> [Exercise goal]:
Will you print the material below without altering a single character?
+++ Information shown
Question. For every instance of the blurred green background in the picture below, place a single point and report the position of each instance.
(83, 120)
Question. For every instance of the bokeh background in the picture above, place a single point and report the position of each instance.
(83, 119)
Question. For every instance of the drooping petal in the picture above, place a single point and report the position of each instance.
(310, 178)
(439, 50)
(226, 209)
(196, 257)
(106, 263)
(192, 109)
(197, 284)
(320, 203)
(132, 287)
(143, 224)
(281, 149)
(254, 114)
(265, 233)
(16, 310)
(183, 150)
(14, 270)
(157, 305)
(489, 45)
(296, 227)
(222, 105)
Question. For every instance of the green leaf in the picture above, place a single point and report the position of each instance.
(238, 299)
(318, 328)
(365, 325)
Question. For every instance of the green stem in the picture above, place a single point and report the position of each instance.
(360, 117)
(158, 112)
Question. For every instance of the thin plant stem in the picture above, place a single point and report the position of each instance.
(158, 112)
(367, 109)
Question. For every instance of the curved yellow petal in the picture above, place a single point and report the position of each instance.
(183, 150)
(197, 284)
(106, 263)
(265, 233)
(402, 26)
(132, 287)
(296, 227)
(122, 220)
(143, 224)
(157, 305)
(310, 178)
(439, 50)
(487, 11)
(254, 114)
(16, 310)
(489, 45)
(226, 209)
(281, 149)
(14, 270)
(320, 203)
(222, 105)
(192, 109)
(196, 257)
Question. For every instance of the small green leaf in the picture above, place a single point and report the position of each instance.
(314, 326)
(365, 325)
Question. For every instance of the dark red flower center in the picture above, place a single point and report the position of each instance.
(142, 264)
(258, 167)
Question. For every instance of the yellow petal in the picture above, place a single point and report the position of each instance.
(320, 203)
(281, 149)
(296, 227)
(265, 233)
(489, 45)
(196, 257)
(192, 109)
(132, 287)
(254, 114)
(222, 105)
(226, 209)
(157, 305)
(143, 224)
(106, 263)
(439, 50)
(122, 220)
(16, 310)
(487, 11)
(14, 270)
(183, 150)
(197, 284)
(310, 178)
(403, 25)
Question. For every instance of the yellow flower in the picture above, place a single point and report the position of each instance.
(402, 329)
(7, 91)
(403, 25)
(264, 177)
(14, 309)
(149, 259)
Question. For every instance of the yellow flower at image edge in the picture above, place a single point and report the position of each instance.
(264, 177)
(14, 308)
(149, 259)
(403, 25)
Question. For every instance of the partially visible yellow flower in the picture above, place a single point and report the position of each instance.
++++++
> [The response]:
Question. For every instance of the blurred green background in the picture below, place a single point and report the position of each instance.
(83, 120)
Question. For every instance of the bokeh background in the picture above, place a single point and report the position of each instance.
(83, 119)
Question. For every instance of the drooping petal in the picture above, place a single point and report the position of each instance.
(310, 178)
(439, 50)
(226, 209)
(196, 257)
(106, 263)
(192, 109)
(197, 284)
(320, 203)
(132, 287)
(143, 224)
(281, 149)
(254, 114)
(265, 233)
(16, 310)
(183, 150)
(14, 270)
(157, 305)
(489, 45)
(296, 227)
(222, 105)
Question. For every instance of the green leaf in the picture above, place a single point and report the position of each instance.
(238, 299)
(318, 328)
(365, 325)
Question. For every instance of the green stem in the picture above, place a single point and report the position of each instance.
(360, 117)
(158, 112)
Question. For every instance of the thin plant stem in the picture above, place a single point and report the position of each instance.
(158, 112)
(367, 109)
Question. For every instance of the curved yellow petal in the picture above, place a single point and report the position of each instance.
(183, 150)
(197, 284)
(106, 263)
(265, 233)
(402, 26)
(132, 287)
(296, 227)
(122, 220)
(143, 224)
(157, 305)
(310, 178)
(439, 50)
(487, 11)
(254, 114)
(16, 310)
(489, 45)
(226, 209)
(281, 149)
(14, 270)
(320, 203)
(222, 105)
(192, 109)
(196, 257)
Question. For every instance of the small green leaf in the picture above, place a single point and report the position of each instance.
(314, 326)
(365, 325)
Question. For every instance of the dark red flower center in the picture above, place a single point and report the position of each instance.
(142, 264)
(258, 167)
Question. For every instance of the yellow petal in the picture above, place a single point and report the position of each instance.
(320, 203)
(281, 149)
(296, 227)
(265, 233)
(489, 45)
(196, 257)
(192, 109)
(132, 287)
(254, 114)
(222, 105)
(226, 209)
(157, 305)
(143, 224)
(106, 263)
(439, 50)
(122, 220)
(16, 310)
(487, 11)
(14, 270)
(183, 150)
(197, 284)
(310, 178)
(403, 25)
Question. For every instance of the yellow flower in the picture above, place a single point and report the position of each instance.
(402, 329)
(7, 91)
(403, 25)
(264, 177)
(14, 309)
(149, 259)
Question. For every instance of the yellow flower at image edge in the picture above, place a single point and report the position of each instance.
(264, 177)
(14, 308)
(149, 259)
(403, 25)
Question. For every instance of the partially visible yellow flower in the picture above, place a single point and report the position of each instance.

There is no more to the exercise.